What you will do >> Can you transcribe the entries below line for line, starting at their first line and ending at the line that contains "[80,31,89,36]", with both of those lines included and the pictures left out?

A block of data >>
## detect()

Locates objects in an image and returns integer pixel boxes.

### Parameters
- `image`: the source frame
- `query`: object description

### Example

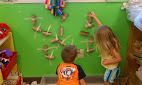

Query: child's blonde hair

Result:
[95,25,120,55]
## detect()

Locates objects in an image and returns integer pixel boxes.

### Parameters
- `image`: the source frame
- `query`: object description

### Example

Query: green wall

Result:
[0,3,129,77]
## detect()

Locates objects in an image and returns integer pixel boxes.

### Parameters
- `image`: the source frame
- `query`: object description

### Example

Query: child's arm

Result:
[79,79,87,85]
[103,49,121,65]
[89,12,102,26]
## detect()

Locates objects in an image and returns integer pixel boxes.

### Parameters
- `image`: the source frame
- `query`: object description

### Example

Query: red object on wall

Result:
[2,52,17,80]
[0,23,10,39]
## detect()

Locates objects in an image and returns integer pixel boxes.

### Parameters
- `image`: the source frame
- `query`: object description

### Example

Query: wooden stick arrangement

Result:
[42,25,52,36]
[80,31,89,36]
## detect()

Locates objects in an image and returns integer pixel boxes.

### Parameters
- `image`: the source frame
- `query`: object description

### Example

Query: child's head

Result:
[95,26,120,53]
[61,45,77,63]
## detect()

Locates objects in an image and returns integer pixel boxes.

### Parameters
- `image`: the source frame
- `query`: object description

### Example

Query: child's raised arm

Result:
[89,12,102,26]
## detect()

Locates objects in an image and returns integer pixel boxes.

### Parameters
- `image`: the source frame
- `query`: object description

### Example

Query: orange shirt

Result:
[57,63,79,85]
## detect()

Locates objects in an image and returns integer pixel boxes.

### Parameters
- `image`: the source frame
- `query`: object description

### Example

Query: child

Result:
[56,45,86,85]
[89,12,121,85]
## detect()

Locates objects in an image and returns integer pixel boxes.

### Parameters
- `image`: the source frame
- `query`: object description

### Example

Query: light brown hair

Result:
[61,45,77,63]
[95,25,120,55]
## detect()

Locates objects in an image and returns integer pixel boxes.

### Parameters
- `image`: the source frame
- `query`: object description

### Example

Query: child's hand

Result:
[103,59,109,65]
[88,12,96,18]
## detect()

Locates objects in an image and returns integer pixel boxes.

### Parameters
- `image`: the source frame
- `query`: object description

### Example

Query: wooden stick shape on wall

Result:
[50,34,59,43]
[58,26,64,36]
[45,50,55,65]
[33,24,42,39]
[58,35,71,46]
[42,25,52,36]
[37,45,59,55]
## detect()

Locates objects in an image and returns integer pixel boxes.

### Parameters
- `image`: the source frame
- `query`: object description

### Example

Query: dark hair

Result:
[61,45,77,63]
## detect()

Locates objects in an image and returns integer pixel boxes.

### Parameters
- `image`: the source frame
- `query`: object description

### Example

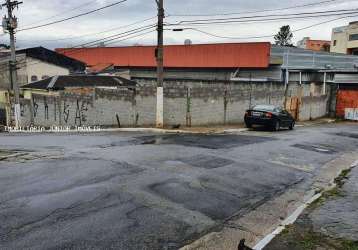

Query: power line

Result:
[16,16,155,42]
[172,8,358,24]
[18,0,128,32]
[21,0,97,27]
[169,0,338,17]
[166,9,358,26]
[173,15,358,40]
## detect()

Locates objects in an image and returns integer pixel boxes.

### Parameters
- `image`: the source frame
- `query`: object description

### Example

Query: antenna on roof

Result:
[184,39,193,45]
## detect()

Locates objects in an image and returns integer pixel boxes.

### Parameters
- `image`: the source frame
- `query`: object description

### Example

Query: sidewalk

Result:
[264,163,358,250]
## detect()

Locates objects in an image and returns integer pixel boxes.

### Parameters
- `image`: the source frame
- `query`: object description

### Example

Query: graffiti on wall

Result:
[32,95,92,126]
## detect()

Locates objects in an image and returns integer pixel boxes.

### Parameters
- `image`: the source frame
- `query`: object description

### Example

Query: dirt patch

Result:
[265,221,358,250]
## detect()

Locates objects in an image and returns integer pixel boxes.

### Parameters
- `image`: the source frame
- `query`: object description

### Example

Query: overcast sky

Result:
[0,0,358,48]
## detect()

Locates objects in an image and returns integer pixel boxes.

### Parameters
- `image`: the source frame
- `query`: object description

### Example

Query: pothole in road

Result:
[177,155,234,169]
[136,134,276,149]
[292,144,337,154]
[0,149,29,161]
[334,132,358,139]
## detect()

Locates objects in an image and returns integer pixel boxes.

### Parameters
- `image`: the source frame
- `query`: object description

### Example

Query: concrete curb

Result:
[181,151,358,250]
[3,128,248,134]
[253,156,358,250]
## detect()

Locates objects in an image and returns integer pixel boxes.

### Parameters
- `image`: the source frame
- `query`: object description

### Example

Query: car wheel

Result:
[288,121,295,130]
[272,121,281,131]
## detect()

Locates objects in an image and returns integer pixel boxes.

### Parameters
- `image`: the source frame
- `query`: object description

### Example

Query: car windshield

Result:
[253,105,277,111]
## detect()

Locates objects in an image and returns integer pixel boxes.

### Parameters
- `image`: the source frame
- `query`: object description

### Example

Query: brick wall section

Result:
[16,80,327,127]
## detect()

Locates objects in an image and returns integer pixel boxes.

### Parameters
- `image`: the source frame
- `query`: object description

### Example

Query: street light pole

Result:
[155,0,165,128]
[1,0,22,128]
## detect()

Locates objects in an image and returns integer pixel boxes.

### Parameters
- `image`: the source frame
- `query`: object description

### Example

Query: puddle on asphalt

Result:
[133,134,275,149]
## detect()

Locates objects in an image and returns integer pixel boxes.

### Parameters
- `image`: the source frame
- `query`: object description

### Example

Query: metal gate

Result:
[0,109,6,126]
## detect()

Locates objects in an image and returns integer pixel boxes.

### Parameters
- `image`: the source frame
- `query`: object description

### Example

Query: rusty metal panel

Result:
[285,96,300,120]
[56,43,271,68]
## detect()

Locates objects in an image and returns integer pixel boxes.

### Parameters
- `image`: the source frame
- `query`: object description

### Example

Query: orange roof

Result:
[56,42,271,68]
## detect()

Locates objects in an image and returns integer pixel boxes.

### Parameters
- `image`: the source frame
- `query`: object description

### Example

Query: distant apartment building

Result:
[331,21,358,55]
[297,37,331,52]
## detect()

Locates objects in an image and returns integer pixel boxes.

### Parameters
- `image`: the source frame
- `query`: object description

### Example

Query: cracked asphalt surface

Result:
[0,124,358,250]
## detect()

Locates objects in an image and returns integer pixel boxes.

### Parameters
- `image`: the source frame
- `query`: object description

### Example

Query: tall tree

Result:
[274,25,293,47]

Full output >>
## detect()

Locates objects in an image and returns integer pixel boxes.

### Parameters
- `image`: the source frame
- `query`: object description

### Example


Query: child's blonde hair

Result:
[95,25,120,55]
## detect()

Locates objects in an image and returns integer pixel boxes.

### Parameters
- `image`: the source frame
- `query`: object description

### Example

Query: green wall

Result:
[0,3,129,77]
## detect()

Locates objects in an image and returns integer pixel boxes.

### Parameters
- `image`: the source frame
- `query`: object description

### Example

Query: child's arm

Result:
[79,79,87,85]
[103,49,121,65]
[89,12,102,26]
## detect()

Locates objects in an image and returns integer pixel boxes.

### Parameters
- `image`: the source frame
- `query`: object description

### Example

Query: red object on wall

Result:
[2,52,17,80]
[0,23,10,39]
## detect()

Locates objects in an image and returns integer pixel boxes.

### Parameters
- `image`: the source frame
- `query`: object description

### Example

Query: wooden stick arrangement

Result:
[42,25,52,36]
[80,31,89,36]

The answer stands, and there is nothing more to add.